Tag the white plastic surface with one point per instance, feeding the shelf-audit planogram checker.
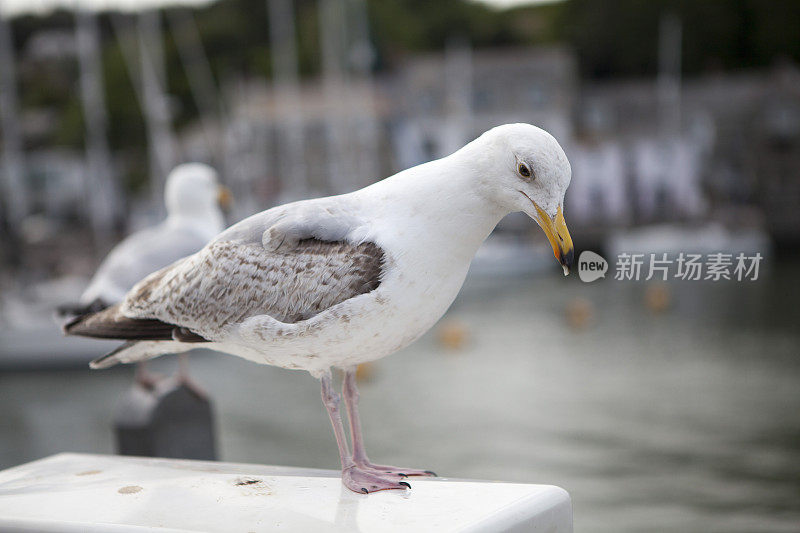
(79, 492)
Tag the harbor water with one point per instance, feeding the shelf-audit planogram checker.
(679, 413)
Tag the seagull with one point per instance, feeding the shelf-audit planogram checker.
(194, 200)
(334, 282)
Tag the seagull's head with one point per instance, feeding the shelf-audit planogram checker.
(193, 189)
(525, 169)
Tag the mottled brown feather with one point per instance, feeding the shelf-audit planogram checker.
(227, 282)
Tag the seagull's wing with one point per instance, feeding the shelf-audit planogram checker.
(291, 272)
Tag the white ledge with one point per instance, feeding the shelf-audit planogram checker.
(81, 492)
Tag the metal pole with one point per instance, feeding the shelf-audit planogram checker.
(286, 87)
(156, 108)
(201, 79)
(362, 56)
(102, 191)
(331, 20)
(16, 193)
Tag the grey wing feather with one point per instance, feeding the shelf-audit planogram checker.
(231, 280)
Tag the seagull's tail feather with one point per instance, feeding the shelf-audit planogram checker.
(68, 314)
(133, 352)
(110, 323)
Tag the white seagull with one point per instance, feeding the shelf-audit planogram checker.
(194, 200)
(338, 281)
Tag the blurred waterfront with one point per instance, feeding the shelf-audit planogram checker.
(681, 420)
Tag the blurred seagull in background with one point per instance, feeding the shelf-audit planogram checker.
(339, 281)
(194, 200)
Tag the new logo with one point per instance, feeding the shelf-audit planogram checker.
(591, 266)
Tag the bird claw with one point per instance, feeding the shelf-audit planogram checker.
(403, 473)
(367, 481)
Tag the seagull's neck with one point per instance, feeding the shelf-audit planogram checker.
(208, 222)
(436, 205)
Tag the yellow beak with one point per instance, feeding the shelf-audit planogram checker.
(558, 235)
(224, 197)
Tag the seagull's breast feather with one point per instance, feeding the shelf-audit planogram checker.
(302, 264)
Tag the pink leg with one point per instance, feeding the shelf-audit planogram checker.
(360, 458)
(354, 477)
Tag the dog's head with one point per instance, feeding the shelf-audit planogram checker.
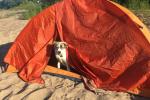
(60, 47)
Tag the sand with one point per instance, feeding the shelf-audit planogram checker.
(56, 87)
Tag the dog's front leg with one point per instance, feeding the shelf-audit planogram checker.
(58, 65)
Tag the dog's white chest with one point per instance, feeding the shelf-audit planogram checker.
(61, 54)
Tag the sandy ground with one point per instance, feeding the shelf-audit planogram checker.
(56, 87)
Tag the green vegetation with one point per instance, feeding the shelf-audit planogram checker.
(32, 7)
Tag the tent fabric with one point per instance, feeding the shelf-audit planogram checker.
(107, 43)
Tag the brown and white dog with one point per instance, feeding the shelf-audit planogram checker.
(60, 49)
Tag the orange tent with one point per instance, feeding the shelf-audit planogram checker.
(108, 45)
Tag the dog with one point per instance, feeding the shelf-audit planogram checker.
(60, 49)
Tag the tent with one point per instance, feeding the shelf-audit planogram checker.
(108, 45)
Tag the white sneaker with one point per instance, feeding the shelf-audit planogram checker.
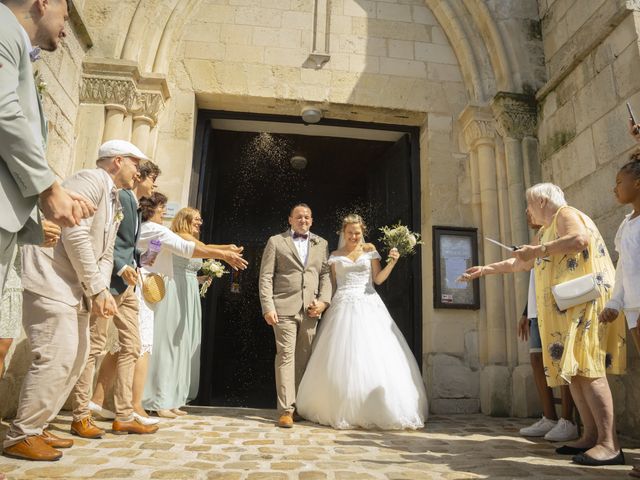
(562, 432)
(146, 420)
(538, 429)
(100, 412)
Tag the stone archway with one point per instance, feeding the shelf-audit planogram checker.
(486, 139)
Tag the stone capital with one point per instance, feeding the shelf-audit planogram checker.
(117, 82)
(478, 126)
(515, 114)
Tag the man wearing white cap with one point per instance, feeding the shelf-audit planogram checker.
(123, 281)
(62, 285)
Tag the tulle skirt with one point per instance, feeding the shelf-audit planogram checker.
(361, 372)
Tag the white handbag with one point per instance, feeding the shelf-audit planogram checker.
(575, 292)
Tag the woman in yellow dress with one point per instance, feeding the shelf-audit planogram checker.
(578, 349)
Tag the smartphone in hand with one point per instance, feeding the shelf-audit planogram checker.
(632, 119)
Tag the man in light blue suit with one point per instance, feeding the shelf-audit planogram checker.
(25, 176)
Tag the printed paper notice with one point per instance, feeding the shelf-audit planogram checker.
(454, 267)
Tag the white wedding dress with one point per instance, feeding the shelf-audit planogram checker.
(361, 372)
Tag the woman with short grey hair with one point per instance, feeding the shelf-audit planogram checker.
(578, 348)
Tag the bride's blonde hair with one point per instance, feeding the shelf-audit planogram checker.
(354, 219)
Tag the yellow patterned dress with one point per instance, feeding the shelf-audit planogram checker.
(574, 342)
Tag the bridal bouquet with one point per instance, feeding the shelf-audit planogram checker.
(400, 237)
(211, 268)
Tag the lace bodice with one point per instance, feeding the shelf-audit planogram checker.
(354, 276)
(190, 265)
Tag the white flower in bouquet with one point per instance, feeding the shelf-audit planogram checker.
(401, 238)
(212, 269)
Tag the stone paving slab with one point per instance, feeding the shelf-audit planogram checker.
(244, 444)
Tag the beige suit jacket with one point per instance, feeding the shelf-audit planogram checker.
(288, 286)
(82, 261)
(24, 172)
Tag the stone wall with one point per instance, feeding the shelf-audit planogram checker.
(435, 64)
(390, 63)
(593, 66)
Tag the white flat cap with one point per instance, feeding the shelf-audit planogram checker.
(120, 148)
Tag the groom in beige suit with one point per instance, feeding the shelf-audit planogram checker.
(62, 285)
(295, 288)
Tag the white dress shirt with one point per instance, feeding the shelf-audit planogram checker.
(171, 244)
(626, 291)
(302, 245)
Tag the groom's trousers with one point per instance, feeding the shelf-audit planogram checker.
(294, 335)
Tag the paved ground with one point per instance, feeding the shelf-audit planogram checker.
(243, 444)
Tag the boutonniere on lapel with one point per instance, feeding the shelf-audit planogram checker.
(41, 85)
(119, 216)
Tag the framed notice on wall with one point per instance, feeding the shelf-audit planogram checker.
(454, 250)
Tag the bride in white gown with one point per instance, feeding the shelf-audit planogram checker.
(361, 372)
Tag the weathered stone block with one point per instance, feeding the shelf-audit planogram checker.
(450, 381)
(525, 396)
(495, 390)
(390, 11)
(431, 52)
(449, 406)
(595, 99)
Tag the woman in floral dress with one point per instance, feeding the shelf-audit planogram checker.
(578, 348)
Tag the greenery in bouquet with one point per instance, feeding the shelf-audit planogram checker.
(211, 269)
(400, 237)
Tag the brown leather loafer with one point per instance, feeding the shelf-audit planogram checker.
(33, 448)
(85, 428)
(124, 427)
(286, 420)
(55, 441)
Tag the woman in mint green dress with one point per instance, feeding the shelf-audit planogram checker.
(169, 377)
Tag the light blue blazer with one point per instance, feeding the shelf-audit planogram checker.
(24, 172)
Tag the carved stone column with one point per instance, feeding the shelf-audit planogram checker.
(132, 101)
(114, 122)
(516, 117)
(141, 131)
(478, 127)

============================================================

Could you print the material above word for word and skip the images?

Tag the white plastic surface with one point per instance, feeding the shelf-audit planogram checker.
(79, 492)
Tag the harbor water with one point per instance, feeding the shelf-audit planogram checker.
(679, 413)
Tag the seagull with one point per instance, feeding the shelf-audit planogram checker.
(194, 200)
(334, 282)
Tag the seagull's head with one point per instance, feeding the shelf-audit planogram checker.
(193, 189)
(525, 169)
Tag the mottled brown feather with one point per instance, feeding the shelf-audit planogram checker.
(227, 282)
Tag the seagull's wing with one point per instance, feeding the shelf-audit planogram checker.
(291, 272)
Tag the white ledge with one point per instance, feeding the shelf-audit planogram checker.
(81, 492)
Tag the metal pole with one point per instance, feeding the shelf-audit planogram checker.
(286, 87)
(156, 108)
(201, 79)
(362, 56)
(102, 191)
(331, 20)
(16, 193)
Tag the grey wing feather with one point per instance, feeding the shelf-audit planogram checker.
(231, 280)
Tag the seagull's tail feather with one point per instance, feeding the shelf-audit planogram checker.
(68, 314)
(133, 352)
(110, 323)
Tag the white seagull with one point per instance, feeding the shelf-audit planogram checker.
(194, 200)
(338, 281)
Tag the blurred waterfront with one point per instance, feeding the shelf-audit planogram checker.
(681, 420)
Tag the blurred seagull in background with one point per instance, feeding the shelf-audit planogram checker.
(339, 281)
(194, 200)
Tag the new logo with one point per instance, feeding the shelf-audit planogram checker.
(591, 266)
Tag the bird claw with one point per instance, feeding the shelf-audit planogram checker.
(403, 473)
(367, 481)
Tag the seagull's neck with one point per instance, feeding the shelf-audit planogram checker.
(208, 222)
(436, 205)
Tag the yellow beak with one point per instance, feeding the shelf-audit planogram checker.
(558, 235)
(224, 197)
Tag the seagull's breast feather with one point per instance, feeding the shelf-audit planogram checker.
(302, 264)
Tag the pink leg with one point per instance, feeding the shelf-audit planogram checker.
(360, 458)
(354, 477)
Tag the dog's head with one point per instance, feeding the shelf-audit planogram checker.
(60, 47)
Tag the sand with one point per instance, feeding the shelf-audit planogram checker.
(56, 87)
Tag the dog's front leg with one point per instance, feeding the shelf-audit planogram checker.
(58, 65)
Tag the dog's white chest with one point per instance, feeding the shelf-audit planogram checker.
(61, 54)
Tag the sandy ground with one point per instance, feeding the shelf-audit planogram checker.
(56, 87)
Tag the green vegetation with one point per instance, feeding the shelf-audit planogram checker.
(32, 7)
Tag the tent fabric with one point per instance, feeding the shelf-audit planogram checker.
(107, 43)
Tag the brown and white dog with one point per instance, feeding the shelf-audit planogram checker.
(60, 49)
Tag the orange tent with one point per instance, feeding the shelf-audit planogram checker.
(108, 45)
Tag the dog with one point per instance, feeding the shelf-audit planogram checker.
(60, 49)
Tag the tent with one point per instance, feeding the shelf-audit planogram checker.
(108, 45)
Tag the white sneaker with one point per instance, feeding the shelf-audit planogram checker.
(562, 432)
(146, 420)
(538, 429)
(100, 412)
Tag the stone archway with one point per instance, feeding the shelf-audit planogram checker.
(486, 139)
Tag the stone capital with one point per instance, feeding the shelf-audit planogram checker.
(117, 82)
(478, 126)
(515, 114)
Tag the man wearing white cap with one point per instance, feeding the shelf-audit planogram checker.
(123, 281)
(62, 285)
Tag the tulle skirt with one point per instance, feeding the shelf-audit planogram checker.
(361, 372)
Tag the white handbag with one point per instance, feeding the shelf-audit planogram checker.
(575, 292)
Tag the woman in yellow dress with one point per instance, feeding the shelf-audit planogram checker.
(578, 349)
Tag the smartphone in hand with one point per instance, feeding the shelf-audit planogram checker.
(632, 119)
Tag the man in light blue suit with one point per instance, feeding the shelf-audit planogram checker.
(25, 176)
Tag the printed paper notice with one point per instance, feeding the shelf-audit planogram checker.
(454, 267)
Tag the white wedding dress with one point per instance, feeding the shelf-audit planogram checker.
(361, 372)
Tag the woman with short grey hair with one point per instance, feeding the shelf-audit planogram checker.
(578, 348)
Tag the bride's blonde hair with one point per instance, feeding the shelf-audit planogram checker.
(354, 219)
Tag the yellow patterned dress with one point per instance, feeding the shelf-audit planogram checker.
(574, 342)
Tag the bridal bouquet with one point per instance, feeding the shelf-audit planogram checker.
(400, 237)
(211, 268)
Tag the lace bodice with one point per instance, feeding the shelf-audit planogram checker.
(354, 276)
(190, 265)
Tag the white flower in bouquet with one point per instance, feeding the shelf-audit planogram checker.
(401, 238)
(212, 269)
Tag the stone paving slab with one point per instance, feeding the shelf-audit planogram checker.
(244, 444)
Tag the beige suit jacket with one point per instance, feeding the shelf-audit planogram checker.
(288, 286)
(82, 261)
(24, 172)
Tag the stone wall with one point per instance, feeding the shelf-audit planogram checker.
(435, 64)
(390, 63)
(593, 66)
Tag the white flat cap with one point per instance, feeding the shelf-audit planogram checker.
(120, 148)
Tag the groom in beige suit with one point per instance, feeding the shelf-audit planogram checker.
(62, 285)
(295, 288)
Tag the white dress shirt with one point per instance, feeding the shelf-audit planogram checker.
(171, 244)
(626, 291)
(302, 245)
Tag the groom's trousers with one point per instance, feeding the shelf-audit planogram checker.
(294, 335)
Tag the paved ground with one point per instance, feeding the shelf-audit planogram checker.
(243, 444)
Tag the boutonniere on lapel with one point per instance, feeding the shelf-audit planogram checker.
(41, 85)
(119, 216)
Tag the framed notice on wall with one point per instance, feeding the shelf-audit planogram checker.
(454, 250)
Tag the bride in white gown with one point per instance, feeding the shelf-audit planogram checker.
(361, 372)
Tag the weathered stone block with one point per instance, feeding the shelf-audit planogram checker.
(450, 381)
(525, 396)
(495, 390)
(390, 11)
(431, 52)
(449, 406)
(595, 99)
Tag the woman in floral dress with one point per instance, feeding the shelf-audit planogram checker.
(578, 348)
Tag the greenery in bouquet with one point per instance, feeding the shelf-audit planogram checker.
(211, 269)
(400, 237)
Tag the brown leather loafer with one point per instance, feeding the shelf-audit planogram checker.
(33, 448)
(85, 428)
(124, 427)
(286, 420)
(55, 441)
Tag the woman in mint green dress with one point per instance, feeding the shelf-audit planogram checker.
(169, 377)
Tag the light blue blazer with one point per instance, feeding the shelf-audit planogram checker.
(24, 172)
Tag the carved stone column with one point per instance, feeding the shelf-audit planogram checker.
(132, 101)
(114, 122)
(516, 117)
(141, 131)
(478, 127)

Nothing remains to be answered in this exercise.